* **Task description**
Output the line that contains "I would be grateful if you could mark the black velvet" and every line after it to the end of the entries, with nothing added or left out.

::: Records shown

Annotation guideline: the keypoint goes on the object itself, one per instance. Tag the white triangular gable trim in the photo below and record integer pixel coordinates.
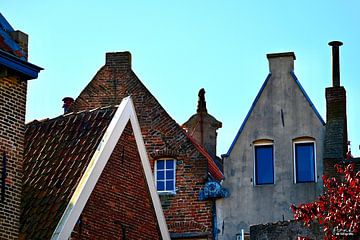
(124, 113)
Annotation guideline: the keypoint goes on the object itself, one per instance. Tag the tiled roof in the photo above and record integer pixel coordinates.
(57, 152)
(213, 169)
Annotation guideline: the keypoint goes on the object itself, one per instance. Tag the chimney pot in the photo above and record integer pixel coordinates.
(335, 62)
(22, 39)
(281, 61)
(67, 103)
(121, 60)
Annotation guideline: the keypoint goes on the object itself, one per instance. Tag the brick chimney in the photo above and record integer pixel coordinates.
(119, 60)
(335, 147)
(281, 62)
(22, 39)
(68, 101)
(203, 127)
(13, 89)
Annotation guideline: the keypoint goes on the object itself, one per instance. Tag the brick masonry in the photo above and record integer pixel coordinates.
(120, 206)
(12, 121)
(335, 145)
(163, 137)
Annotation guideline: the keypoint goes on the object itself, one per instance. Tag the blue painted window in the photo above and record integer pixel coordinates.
(305, 162)
(165, 174)
(264, 164)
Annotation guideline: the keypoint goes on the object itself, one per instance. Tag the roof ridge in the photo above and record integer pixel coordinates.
(71, 114)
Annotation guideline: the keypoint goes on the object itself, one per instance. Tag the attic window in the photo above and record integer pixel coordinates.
(264, 163)
(165, 175)
(304, 161)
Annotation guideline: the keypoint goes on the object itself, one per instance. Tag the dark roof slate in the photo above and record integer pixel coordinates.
(57, 152)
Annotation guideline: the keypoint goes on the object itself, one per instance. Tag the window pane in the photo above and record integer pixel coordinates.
(169, 185)
(305, 162)
(160, 164)
(170, 174)
(264, 164)
(160, 175)
(165, 175)
(160, 185)
(169, 164)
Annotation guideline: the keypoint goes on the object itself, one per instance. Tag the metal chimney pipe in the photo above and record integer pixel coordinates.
(335, 62)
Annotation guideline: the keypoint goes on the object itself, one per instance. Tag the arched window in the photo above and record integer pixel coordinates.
(165, 175)
(304, 150)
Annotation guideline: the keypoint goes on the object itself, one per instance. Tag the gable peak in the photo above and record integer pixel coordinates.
(281, 61)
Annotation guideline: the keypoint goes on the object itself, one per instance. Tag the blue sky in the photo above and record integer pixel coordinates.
(179, 47)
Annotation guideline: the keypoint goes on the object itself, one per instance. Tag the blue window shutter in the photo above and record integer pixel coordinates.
(264, 164)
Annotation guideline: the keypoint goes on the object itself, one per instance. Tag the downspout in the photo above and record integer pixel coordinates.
(214, 220)
(201, 130)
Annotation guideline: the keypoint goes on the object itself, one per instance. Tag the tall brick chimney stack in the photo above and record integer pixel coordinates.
(14, 73)
(335, 147)
(203, 127)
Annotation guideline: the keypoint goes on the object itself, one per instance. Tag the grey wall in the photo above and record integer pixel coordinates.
(250, 204)
(286, 230)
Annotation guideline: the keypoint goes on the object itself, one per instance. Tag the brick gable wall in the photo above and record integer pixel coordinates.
(12, 121)
(163, 137)
(120, 206)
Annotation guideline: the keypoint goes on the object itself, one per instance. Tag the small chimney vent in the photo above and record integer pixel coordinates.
(67, 103)
(335, 62)
(121, 60)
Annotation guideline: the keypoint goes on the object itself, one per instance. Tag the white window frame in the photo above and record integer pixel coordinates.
(155, 175)
(294, 159)
(263, 143)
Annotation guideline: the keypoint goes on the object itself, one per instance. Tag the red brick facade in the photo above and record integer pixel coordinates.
(163, 137)
(120, 206)
(12, 121)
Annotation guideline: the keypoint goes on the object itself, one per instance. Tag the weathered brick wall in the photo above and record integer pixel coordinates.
(287, 230)
(12, 121)
(335, 145)
(120, 206)
(163, 138)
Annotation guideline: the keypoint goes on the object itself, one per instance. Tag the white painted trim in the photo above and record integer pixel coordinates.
(124, 113)
(155, 176)
(270, 142)
(294, 159)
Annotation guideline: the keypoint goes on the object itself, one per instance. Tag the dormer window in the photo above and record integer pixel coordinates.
(165, 175)
(304, 161)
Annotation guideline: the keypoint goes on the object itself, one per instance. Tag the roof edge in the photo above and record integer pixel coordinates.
(307, 98)
(124, 114)
(248, 115)
(29, 70)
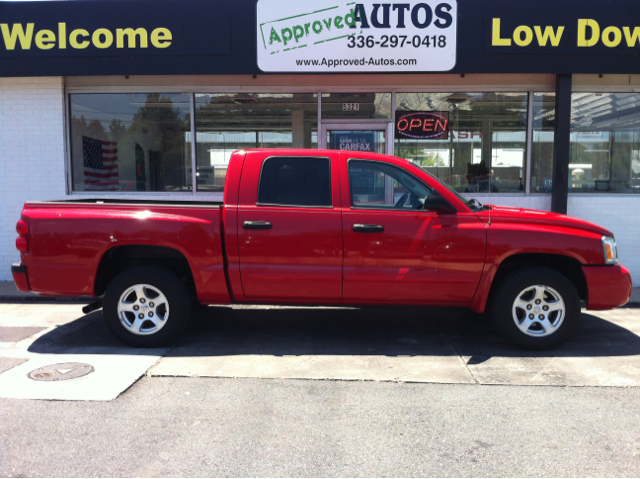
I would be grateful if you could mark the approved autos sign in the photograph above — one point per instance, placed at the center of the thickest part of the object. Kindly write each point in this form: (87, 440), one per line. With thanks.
(340, 36)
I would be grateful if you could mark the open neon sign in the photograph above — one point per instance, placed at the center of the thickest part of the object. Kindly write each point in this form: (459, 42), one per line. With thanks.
(423, 125)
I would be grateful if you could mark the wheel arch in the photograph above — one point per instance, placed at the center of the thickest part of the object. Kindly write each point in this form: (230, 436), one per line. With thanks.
(569, 267)
(120, 258)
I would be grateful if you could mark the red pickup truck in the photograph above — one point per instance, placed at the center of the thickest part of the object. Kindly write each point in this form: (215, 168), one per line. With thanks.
(317, 227)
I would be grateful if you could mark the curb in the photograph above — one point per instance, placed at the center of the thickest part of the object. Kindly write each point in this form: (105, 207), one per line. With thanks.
(41, 299)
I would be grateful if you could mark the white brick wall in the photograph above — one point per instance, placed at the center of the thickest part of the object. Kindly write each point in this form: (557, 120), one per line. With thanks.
(621, 215)
(534, 202)
(31, 152)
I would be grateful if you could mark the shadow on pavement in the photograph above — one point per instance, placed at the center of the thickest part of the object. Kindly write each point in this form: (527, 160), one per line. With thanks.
(224, 331)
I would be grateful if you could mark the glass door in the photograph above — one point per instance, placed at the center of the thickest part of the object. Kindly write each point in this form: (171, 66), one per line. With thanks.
(372, 137)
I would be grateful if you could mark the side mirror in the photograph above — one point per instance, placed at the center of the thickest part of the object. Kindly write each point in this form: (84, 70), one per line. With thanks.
(438, 204)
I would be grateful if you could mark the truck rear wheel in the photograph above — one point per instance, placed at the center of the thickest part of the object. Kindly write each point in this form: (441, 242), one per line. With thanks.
(535, 308)
(145, 306)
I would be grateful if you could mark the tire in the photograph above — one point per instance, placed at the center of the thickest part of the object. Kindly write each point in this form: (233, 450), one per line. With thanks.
(135, 318)
(543, 293)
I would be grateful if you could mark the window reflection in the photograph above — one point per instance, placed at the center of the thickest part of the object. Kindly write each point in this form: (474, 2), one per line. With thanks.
(226, 122)
(485, 148)
(605, 142)
(130, 142)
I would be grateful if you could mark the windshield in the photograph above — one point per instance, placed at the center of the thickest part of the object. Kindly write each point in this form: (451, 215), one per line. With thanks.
(472, 203)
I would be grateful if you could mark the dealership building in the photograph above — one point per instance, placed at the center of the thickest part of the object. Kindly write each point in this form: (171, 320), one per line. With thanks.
(534, 105)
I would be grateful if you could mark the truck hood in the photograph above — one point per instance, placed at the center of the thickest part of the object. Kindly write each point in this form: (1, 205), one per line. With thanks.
(502, 214)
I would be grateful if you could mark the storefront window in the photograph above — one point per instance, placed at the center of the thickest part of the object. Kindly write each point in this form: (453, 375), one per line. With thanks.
(356, 106)
(130, 142)
(475, 142)
(605, 143)
(542, 144)
(226, 122)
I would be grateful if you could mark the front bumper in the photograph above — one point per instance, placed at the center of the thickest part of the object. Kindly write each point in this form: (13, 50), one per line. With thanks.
(19, 272)
(609, 286)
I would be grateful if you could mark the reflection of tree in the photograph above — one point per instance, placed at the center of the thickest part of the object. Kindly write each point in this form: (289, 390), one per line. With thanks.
(92, 129)
(157, 126)
(81, 127)
(116, 129)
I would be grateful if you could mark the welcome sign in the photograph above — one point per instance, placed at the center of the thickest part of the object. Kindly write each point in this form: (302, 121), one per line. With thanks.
(342, 36)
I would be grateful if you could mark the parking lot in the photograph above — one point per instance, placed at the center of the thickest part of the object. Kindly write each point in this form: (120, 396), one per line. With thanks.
(266, 391)
(424, 345)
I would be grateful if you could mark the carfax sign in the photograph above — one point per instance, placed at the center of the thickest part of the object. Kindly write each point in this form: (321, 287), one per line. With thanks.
(341, 36)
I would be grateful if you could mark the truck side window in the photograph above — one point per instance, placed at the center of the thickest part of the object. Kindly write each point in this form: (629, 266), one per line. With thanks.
(295, 181)
(380, 185)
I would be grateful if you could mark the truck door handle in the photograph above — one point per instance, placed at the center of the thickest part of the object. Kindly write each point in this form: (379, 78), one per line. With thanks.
(256, 225)
(368, 228)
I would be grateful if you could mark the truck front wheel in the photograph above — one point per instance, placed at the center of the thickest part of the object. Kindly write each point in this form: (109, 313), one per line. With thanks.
(145, 306)
(535, 308)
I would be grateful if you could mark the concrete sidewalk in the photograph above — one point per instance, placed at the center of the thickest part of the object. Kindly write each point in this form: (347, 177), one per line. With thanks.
(8, 291)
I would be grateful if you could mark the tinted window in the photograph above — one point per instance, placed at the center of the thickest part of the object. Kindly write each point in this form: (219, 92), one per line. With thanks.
(381, 185)
(295, 182)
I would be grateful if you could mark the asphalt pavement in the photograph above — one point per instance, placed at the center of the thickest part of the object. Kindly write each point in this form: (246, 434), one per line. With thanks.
(267, 391)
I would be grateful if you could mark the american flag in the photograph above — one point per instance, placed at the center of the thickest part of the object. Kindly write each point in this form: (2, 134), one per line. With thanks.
(100, 165)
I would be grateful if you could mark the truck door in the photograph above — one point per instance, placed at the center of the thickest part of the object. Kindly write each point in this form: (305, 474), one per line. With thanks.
(396, 248)
(290, 227)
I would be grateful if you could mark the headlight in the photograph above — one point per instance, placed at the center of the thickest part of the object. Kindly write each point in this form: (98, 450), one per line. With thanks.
(610, 250)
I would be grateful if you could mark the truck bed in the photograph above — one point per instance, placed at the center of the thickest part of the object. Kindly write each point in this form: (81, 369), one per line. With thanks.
(77, 246)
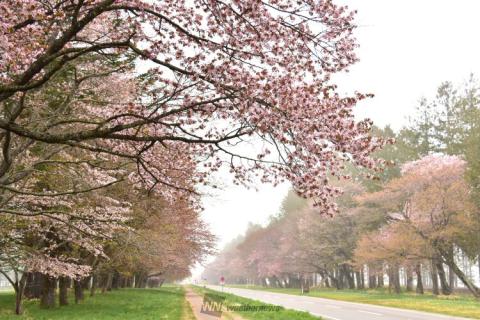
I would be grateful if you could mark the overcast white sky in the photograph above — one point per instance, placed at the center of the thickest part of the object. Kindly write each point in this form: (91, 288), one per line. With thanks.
(407, 48)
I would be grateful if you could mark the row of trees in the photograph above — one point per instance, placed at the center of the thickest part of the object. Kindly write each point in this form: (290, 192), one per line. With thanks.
(415, 224)
(114, 112)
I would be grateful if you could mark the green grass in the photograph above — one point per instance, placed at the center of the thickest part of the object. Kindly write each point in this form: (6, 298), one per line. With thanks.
(455, 305)
(281, 314)
(135, 304)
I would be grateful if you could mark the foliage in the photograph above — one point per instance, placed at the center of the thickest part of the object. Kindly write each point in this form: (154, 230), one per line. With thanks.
(142, 304)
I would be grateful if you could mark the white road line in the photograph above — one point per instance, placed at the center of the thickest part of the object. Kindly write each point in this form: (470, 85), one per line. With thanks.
(377, 314)
(324, 316)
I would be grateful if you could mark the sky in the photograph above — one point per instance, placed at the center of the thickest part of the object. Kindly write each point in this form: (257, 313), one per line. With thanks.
(407, 48)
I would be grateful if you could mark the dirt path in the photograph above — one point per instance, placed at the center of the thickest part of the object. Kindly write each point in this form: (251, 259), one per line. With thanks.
(196, 302)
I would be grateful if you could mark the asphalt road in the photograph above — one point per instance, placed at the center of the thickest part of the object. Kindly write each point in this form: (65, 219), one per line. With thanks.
(333, 309)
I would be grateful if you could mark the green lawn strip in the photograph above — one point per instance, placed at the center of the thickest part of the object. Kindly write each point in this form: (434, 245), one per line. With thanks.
(136, 304)
(456, 305)
(278, 314)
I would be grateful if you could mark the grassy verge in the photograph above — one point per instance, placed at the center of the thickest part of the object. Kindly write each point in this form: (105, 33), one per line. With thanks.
(455, 305)
(280, 314)
(136, 304)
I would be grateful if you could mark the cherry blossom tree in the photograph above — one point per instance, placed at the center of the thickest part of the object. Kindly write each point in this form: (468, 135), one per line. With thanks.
(217, 74)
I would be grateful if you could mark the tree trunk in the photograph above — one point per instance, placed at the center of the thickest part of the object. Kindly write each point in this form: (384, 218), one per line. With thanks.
(47, 299)
(394, 279)
(434, 273)
(94, 284)
(451, 278)
(418, 271)
(445, 288)
(33, 286)
(459, 273)
(78, 288)
(358, 278)
(409, 273)
(380, 282)
(19, 291)
(63, 284)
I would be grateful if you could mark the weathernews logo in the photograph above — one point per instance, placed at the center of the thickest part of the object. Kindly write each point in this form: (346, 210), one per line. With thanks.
(214, 304)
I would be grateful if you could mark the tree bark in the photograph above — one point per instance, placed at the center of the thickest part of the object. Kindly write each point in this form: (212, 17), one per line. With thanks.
(445, 288)
(418, 271)
(63, 284)
(450, 261)
(78, 289)
(380, 282)
(19, 291)
(94, 284)
(49, 285)
(33, 286)
(434, 274)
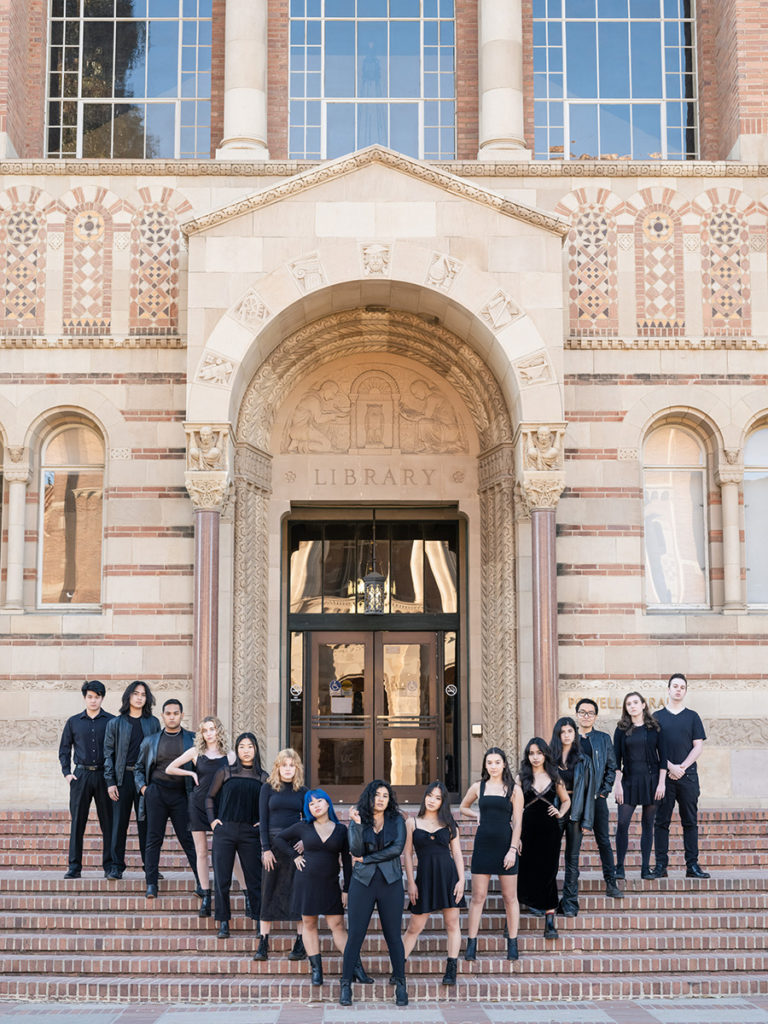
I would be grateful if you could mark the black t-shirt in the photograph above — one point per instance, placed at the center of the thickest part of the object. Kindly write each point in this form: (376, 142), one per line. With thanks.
(679, 732)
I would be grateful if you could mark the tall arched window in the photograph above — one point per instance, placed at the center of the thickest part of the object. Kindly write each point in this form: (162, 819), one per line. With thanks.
(71, 516)
(756, 516)
(675, 517)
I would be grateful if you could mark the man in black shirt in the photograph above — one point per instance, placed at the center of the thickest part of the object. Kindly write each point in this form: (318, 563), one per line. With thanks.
(165, 796)
(84, 736)
(122, 742)
(683, 738)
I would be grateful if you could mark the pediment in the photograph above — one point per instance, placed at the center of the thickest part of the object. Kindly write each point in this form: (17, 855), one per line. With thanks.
(395, 164)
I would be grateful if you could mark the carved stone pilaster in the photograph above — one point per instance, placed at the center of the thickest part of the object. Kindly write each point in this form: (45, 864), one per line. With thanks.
(496, 472)
(253, 474)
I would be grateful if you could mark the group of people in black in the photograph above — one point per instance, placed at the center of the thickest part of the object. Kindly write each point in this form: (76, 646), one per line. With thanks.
(297, 862)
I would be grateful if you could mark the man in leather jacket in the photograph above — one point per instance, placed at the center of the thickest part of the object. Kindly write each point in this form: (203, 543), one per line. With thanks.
(597, 748)
(165, 796)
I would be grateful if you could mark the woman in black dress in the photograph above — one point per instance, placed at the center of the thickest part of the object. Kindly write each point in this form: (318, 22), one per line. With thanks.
(236, 825)
(325, 845)
(641, 776)
(282, 805)
(542, 791)
(377, 836)
(496, 848)
(433, 836)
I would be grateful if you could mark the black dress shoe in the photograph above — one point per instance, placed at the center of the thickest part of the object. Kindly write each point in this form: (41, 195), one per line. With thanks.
(694, 871)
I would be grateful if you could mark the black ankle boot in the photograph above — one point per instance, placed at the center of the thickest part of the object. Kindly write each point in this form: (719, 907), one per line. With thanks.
(358, 974)
(316, 964)
(400, 995)
(205, 906)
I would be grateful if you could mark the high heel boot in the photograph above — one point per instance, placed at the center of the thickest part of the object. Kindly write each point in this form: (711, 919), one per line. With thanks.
(316, 963)
(205, 906)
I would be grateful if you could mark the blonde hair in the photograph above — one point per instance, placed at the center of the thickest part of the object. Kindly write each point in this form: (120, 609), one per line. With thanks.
(288, 754)
(200, 743)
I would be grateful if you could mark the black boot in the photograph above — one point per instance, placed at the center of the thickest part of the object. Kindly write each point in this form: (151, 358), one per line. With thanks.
(400, 995)
(316, 963)
(358, 974)
(205, 906)
(449, 977)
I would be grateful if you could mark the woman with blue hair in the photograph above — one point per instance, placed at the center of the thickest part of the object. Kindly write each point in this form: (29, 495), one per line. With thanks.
(316, 888)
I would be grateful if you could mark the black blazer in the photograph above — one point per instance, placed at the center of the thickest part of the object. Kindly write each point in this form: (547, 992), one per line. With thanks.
(365, 843)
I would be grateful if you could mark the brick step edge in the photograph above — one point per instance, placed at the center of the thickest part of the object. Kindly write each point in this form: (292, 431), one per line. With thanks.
(201, 989)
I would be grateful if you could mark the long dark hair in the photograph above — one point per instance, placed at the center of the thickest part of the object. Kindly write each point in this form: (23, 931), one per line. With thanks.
(625, 723)
(125, 707)
(526, 770)
(507, 778)
(556, 745)
(366, 803)
(444, 815)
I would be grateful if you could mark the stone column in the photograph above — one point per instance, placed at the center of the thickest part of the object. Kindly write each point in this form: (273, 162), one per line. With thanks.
(245, 81)
(207, 484)
(16, 477)
(502, 132)
(729, 478)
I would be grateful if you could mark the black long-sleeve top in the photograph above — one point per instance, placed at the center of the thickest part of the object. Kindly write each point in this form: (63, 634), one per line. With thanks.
(279, 809)
(322, 858)
(85, 737)
(240, 788)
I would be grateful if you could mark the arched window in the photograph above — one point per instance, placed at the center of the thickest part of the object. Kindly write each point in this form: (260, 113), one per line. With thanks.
(756, 516)
(675, 517)
(71, 516)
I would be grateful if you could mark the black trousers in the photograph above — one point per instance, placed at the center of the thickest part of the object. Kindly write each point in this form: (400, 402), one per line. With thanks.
(684, 792)
(387, 897)
(230, 838)
(86, 786)
(121, 815)
(602, 838)
(162, 803)
(569, 898)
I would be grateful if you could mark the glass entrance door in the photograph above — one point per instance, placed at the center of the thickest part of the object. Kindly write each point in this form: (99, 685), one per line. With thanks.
(374, 712)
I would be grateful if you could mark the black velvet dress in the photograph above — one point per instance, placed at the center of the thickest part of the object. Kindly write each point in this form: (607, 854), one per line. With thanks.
(537, 882)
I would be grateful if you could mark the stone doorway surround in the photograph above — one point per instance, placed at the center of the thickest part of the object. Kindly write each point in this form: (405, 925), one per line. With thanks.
(379, 254)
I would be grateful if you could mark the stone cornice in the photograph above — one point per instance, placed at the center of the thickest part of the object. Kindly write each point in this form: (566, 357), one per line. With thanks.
(334, 169)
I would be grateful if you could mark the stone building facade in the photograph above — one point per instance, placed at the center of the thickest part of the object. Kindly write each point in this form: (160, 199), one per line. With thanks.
(540, 384)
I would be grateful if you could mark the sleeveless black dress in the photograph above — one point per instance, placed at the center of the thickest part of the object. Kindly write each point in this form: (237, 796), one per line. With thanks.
(206, 769)
(494, 836)
(435, 873)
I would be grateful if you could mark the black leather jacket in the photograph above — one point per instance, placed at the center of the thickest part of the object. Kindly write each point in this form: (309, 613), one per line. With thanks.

::::::

* **Output below**
I would be grateful if you could mark the black velvet dress in the photograph above — one point per instance, placed at the center of the thickest part of the object. Kindly write each point in this form: (607, 854), one per line. With thanks.
(537, 882)
I would be grateful if you could mark the stone doorway surround in the photograph above — one point per instance, placed at the center of the thickest part of the object. Kindly write each point in this form: (405, 925), one per line. With thanks.
(379, 254)
I would be grateful if you could mark the stone cornice in the photograph above — one point per instance, placed at the center of the thickest part of the object. Kindly write each point in this form: (566, 357), one per line. With thanks.
(334, 169)
I would be grateful if you could mark the stone building facade in the photograph above — one point per instance, placed at the center of the thickest part of the object. Kindly write each point in this form: (160, 199), one per line. With thanks.
(540, 384)
I would be grateful if you could mark the sleeveless black dress in the photograph above — one point per instance, placed at the center of the thickest part of the object. Kindly write each point in this form: (237, 796), one per line. With thanks.
(206, 769)
(494, 836)
(435, 873)
I would be grateful if you could mark the black leather jacket in the photograph above — one point per instance, placed at the center of the thickest part of the object. Kindly write each point in this form: (309, 613), one per line. With thanks.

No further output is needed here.